* **Enunciado del problema**:
Responde estas preguntas a partir del texto sobre Rancière:
(a) ¿Qué cuatro artes analiza Rancière mediante ejemplos concretos?
(b) Según el texto, ¿en qué consiste la política del arte?
(c) ¿Por qué, según Rancière, no podemos intentar llevar el arte al mundo real?
---------- Texto fuente
Tenemos como ejemplo la democracia novelesca, donde se rompen las
clasificaciones de las artes poéticas y de su público.
El
régimen estético del arte. Las prácticas artísticas son maneras de hacer. La
política del arte consiste en romper los consensos en la construcción de
paisajes sensibles y maneras de percibir. Se trata de construir cosas nuevas,
de romper el consenso y abrir nuevas posibilidades y capacidades desde la
igualdad. Rancière analiza el cine, la fotografía, el teatro y el video a través
de ejemplos concretos que nos permiten visualizar su discurso, muy denso
conceptualmente y con una retórica a veces difícil. Reivindica una vez más el
desacuerdo, ya que el consenso introduce una manera falsa de solucionar
antagonismos irresolubles a partir de la negociación y el arbitraje. Al mismo
tiempo homogeneiza discursos que son radicalmente heterogéneos. Ahora bien,
plantea Rancière, hay dos cosas que no debemos olvidar. La primera es que no
podemos intentar llevar al arte al mundo real, porque éste sencillamente no
existe. Nos movemos, en el arte y fuera de él, en construcciones en el espacio,
con unos cuerpos que ven, sienten y actúan de una determinada manera.
--------------------
---------- Extractos de registros
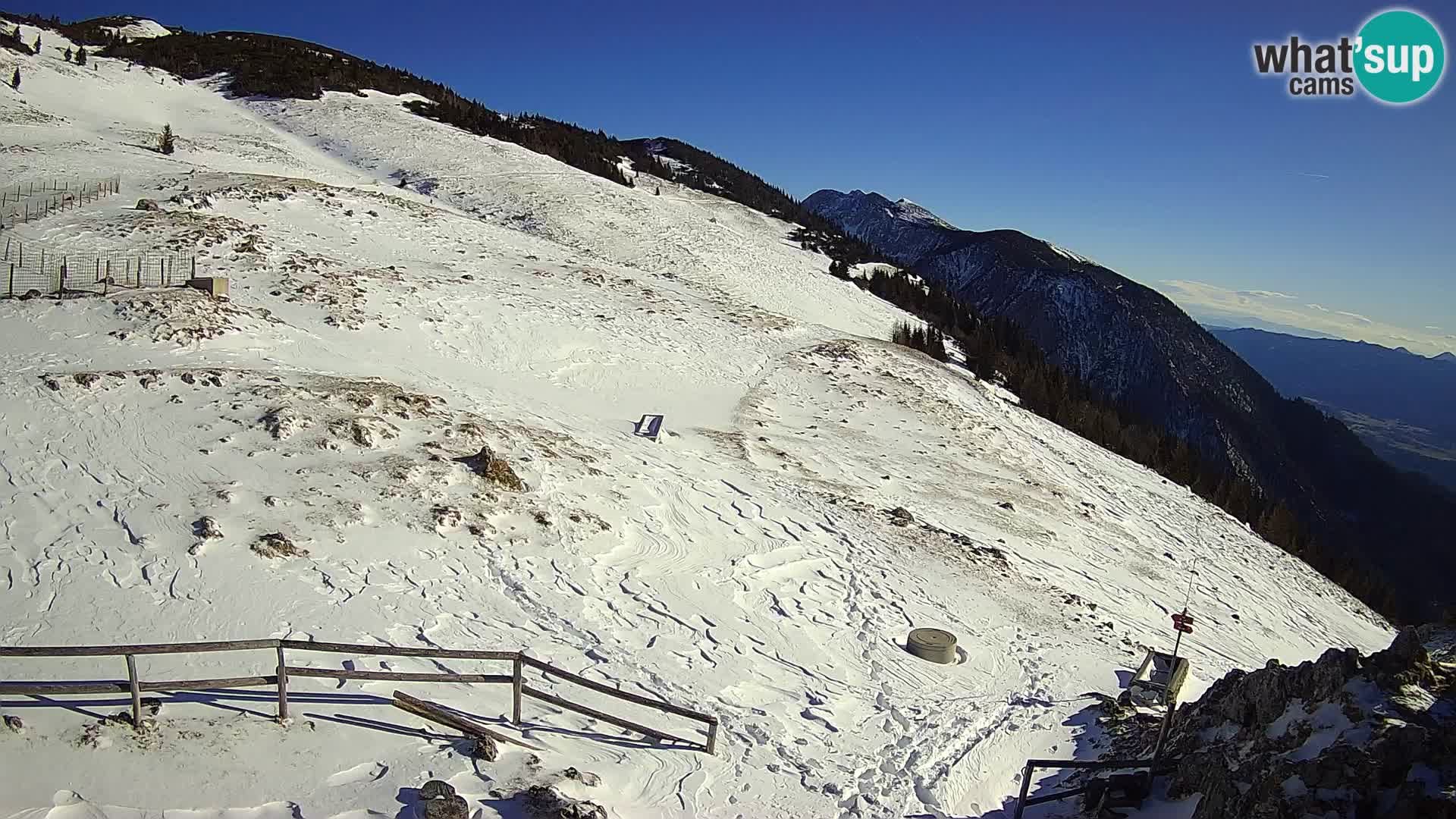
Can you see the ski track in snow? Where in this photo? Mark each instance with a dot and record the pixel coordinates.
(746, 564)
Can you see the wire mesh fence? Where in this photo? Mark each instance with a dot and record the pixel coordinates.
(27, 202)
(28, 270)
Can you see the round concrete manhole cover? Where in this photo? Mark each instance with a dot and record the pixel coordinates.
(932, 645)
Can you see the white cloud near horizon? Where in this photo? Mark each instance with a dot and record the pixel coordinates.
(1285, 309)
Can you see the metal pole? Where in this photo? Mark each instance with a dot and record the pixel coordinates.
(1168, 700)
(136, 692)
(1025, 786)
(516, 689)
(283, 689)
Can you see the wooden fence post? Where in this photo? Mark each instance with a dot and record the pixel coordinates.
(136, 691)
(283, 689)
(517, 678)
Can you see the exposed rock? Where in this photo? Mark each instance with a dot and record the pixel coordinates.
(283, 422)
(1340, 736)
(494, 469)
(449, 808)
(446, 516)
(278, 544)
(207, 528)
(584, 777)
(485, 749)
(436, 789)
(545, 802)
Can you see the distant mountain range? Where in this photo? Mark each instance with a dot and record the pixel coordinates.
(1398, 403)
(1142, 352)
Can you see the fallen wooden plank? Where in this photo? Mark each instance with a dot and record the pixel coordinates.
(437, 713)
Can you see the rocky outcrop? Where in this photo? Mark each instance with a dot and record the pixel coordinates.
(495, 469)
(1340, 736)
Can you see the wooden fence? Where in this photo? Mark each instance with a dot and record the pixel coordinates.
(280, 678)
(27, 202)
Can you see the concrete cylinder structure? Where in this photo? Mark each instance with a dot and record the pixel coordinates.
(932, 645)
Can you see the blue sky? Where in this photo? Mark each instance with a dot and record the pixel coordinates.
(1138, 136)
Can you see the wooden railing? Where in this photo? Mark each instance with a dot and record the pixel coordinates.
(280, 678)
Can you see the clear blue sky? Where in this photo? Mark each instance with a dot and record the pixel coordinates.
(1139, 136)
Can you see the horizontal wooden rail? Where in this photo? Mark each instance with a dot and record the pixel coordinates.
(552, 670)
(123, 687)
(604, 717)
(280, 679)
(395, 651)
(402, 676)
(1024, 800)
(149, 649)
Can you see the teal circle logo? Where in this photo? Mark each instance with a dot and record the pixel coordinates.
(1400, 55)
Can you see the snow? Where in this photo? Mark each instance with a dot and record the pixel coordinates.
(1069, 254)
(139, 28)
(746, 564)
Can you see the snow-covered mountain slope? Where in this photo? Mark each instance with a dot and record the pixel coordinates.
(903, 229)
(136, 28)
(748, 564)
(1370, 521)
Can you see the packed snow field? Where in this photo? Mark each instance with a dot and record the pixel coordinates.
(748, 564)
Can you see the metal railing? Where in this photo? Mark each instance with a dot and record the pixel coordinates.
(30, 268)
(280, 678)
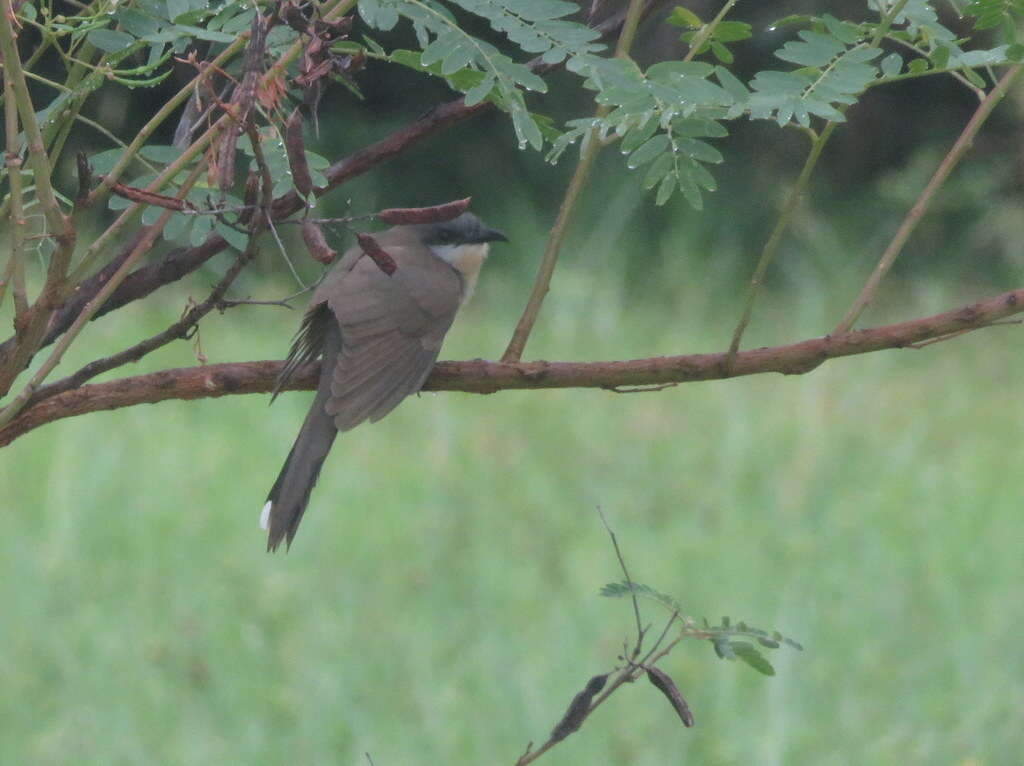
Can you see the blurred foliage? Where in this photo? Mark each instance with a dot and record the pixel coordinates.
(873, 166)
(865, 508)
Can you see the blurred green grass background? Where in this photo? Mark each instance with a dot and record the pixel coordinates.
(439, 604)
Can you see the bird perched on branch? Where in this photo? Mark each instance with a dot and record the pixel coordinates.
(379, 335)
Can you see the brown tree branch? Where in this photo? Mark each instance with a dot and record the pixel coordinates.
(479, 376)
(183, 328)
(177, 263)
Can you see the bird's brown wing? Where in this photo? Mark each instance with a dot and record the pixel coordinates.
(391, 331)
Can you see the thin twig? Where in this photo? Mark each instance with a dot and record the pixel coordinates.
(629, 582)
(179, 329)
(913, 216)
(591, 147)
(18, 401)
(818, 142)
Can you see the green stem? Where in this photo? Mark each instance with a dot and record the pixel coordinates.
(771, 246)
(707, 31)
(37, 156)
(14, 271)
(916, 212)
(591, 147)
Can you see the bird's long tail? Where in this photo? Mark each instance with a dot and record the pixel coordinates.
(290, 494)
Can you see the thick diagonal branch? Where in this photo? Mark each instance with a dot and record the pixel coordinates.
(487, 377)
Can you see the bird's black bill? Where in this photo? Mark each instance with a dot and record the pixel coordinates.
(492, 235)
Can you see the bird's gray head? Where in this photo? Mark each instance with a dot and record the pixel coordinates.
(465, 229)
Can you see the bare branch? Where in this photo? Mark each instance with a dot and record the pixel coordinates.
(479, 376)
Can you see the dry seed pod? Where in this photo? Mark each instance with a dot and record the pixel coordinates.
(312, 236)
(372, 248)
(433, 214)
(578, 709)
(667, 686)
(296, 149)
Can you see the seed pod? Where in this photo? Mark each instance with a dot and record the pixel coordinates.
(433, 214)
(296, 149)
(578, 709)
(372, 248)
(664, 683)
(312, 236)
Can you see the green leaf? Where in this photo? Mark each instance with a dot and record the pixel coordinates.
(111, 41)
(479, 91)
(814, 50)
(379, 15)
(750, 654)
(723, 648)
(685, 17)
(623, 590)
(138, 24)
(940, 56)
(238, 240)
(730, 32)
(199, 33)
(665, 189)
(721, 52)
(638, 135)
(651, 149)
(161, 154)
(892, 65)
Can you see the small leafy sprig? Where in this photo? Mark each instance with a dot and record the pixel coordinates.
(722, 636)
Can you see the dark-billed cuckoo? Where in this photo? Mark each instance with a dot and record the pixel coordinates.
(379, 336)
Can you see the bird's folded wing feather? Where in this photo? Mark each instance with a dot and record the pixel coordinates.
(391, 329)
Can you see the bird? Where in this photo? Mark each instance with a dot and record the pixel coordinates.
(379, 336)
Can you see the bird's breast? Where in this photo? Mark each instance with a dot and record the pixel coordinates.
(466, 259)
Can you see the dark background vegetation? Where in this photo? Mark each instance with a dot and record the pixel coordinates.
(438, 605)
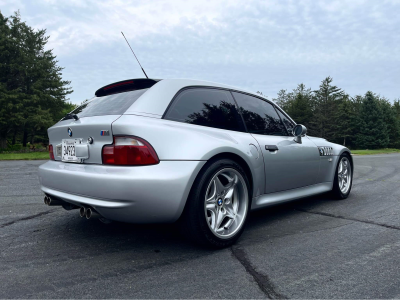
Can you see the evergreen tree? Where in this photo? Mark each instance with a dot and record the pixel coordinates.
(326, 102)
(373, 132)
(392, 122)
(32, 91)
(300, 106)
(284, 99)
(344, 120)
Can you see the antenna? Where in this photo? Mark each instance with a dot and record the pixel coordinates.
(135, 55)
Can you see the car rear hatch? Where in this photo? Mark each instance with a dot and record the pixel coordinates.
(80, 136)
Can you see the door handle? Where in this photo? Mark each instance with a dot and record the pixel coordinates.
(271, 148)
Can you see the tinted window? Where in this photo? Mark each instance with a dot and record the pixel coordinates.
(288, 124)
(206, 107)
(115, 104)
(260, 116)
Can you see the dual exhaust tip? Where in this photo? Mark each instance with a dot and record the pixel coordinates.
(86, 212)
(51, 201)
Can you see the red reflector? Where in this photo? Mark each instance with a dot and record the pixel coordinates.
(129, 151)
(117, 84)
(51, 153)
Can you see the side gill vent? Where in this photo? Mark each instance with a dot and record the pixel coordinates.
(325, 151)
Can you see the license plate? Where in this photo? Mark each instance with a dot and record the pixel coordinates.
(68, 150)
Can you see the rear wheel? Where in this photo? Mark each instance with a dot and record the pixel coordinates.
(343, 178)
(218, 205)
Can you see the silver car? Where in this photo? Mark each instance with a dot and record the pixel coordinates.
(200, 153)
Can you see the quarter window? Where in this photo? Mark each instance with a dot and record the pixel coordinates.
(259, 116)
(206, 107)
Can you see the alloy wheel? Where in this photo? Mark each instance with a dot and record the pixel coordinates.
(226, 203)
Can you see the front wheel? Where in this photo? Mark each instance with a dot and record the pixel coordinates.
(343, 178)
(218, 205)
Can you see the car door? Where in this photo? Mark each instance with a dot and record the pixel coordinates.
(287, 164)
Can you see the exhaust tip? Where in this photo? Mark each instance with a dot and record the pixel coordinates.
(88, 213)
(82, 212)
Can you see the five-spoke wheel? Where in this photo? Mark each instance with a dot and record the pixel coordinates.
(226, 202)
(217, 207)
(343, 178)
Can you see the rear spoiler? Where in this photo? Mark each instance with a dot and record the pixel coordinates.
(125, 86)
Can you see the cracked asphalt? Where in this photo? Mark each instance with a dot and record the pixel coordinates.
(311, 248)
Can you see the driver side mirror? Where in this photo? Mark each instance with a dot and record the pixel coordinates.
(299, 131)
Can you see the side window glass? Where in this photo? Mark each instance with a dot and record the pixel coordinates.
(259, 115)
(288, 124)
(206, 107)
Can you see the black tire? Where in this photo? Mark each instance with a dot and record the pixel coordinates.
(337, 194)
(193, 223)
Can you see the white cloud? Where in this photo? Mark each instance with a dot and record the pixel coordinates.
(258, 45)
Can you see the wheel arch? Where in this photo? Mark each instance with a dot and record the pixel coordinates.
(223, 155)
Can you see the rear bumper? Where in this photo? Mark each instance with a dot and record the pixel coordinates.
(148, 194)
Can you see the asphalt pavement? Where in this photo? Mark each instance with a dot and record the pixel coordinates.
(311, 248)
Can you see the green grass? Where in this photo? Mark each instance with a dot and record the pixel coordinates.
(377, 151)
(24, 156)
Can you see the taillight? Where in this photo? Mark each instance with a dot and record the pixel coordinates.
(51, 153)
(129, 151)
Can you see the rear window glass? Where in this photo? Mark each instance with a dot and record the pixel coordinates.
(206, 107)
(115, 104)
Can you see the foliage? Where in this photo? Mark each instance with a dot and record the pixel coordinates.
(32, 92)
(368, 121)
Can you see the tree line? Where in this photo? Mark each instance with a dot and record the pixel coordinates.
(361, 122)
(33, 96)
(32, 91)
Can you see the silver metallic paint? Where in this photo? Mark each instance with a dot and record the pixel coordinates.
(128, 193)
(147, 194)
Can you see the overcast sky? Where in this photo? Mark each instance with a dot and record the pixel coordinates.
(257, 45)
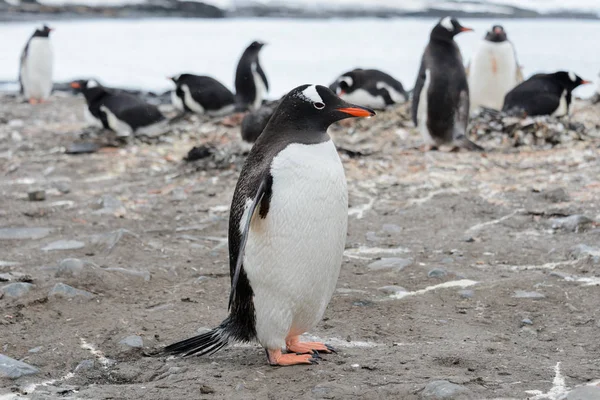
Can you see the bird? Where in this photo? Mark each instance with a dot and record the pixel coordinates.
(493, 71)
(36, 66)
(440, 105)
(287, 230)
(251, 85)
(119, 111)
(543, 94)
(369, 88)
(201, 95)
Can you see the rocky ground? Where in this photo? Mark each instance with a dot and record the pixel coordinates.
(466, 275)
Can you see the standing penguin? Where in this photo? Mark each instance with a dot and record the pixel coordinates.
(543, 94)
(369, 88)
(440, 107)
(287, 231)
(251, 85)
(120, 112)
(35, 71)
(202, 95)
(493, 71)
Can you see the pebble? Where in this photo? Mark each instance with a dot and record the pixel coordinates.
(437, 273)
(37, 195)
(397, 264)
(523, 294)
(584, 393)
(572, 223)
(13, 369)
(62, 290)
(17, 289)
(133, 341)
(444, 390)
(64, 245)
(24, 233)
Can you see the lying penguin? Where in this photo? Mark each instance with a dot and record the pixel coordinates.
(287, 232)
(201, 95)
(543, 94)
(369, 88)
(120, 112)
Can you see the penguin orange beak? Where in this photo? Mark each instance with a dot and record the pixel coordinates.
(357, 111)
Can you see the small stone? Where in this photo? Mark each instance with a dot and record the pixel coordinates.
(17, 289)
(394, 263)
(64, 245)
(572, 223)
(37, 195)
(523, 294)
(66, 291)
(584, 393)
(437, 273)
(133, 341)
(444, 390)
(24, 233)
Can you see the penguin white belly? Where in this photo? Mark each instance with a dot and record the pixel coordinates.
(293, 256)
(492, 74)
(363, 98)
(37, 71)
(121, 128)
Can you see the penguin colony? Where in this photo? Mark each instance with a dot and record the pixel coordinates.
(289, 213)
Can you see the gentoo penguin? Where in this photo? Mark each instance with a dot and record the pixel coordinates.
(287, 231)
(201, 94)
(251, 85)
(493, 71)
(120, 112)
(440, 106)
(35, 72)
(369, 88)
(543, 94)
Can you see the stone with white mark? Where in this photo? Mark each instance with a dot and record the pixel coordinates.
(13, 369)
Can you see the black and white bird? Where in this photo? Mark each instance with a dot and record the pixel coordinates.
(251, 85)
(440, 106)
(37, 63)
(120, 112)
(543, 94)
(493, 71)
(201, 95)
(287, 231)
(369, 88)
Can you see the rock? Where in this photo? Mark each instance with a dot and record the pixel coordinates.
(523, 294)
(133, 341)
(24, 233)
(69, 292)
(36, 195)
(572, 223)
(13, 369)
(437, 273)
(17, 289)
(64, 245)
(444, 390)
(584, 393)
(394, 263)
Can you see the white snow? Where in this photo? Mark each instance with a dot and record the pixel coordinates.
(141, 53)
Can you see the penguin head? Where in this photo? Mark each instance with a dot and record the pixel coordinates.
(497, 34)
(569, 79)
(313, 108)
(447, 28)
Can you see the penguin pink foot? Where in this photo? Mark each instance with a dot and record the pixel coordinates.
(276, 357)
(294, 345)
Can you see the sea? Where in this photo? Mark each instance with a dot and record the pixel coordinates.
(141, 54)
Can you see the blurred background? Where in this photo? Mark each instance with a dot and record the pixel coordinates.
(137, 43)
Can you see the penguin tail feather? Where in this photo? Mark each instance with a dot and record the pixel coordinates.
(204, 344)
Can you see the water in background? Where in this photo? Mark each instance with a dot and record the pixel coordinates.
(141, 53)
--------------------
* **Resultado del ejercicio**:
(a) El cine, la fotografía, el teatro y el video.
(b) En romper los consensos en la construcción de paisajes sensibles y maneras de percibir.
(c) Porque el mundo real sencillamente no existe.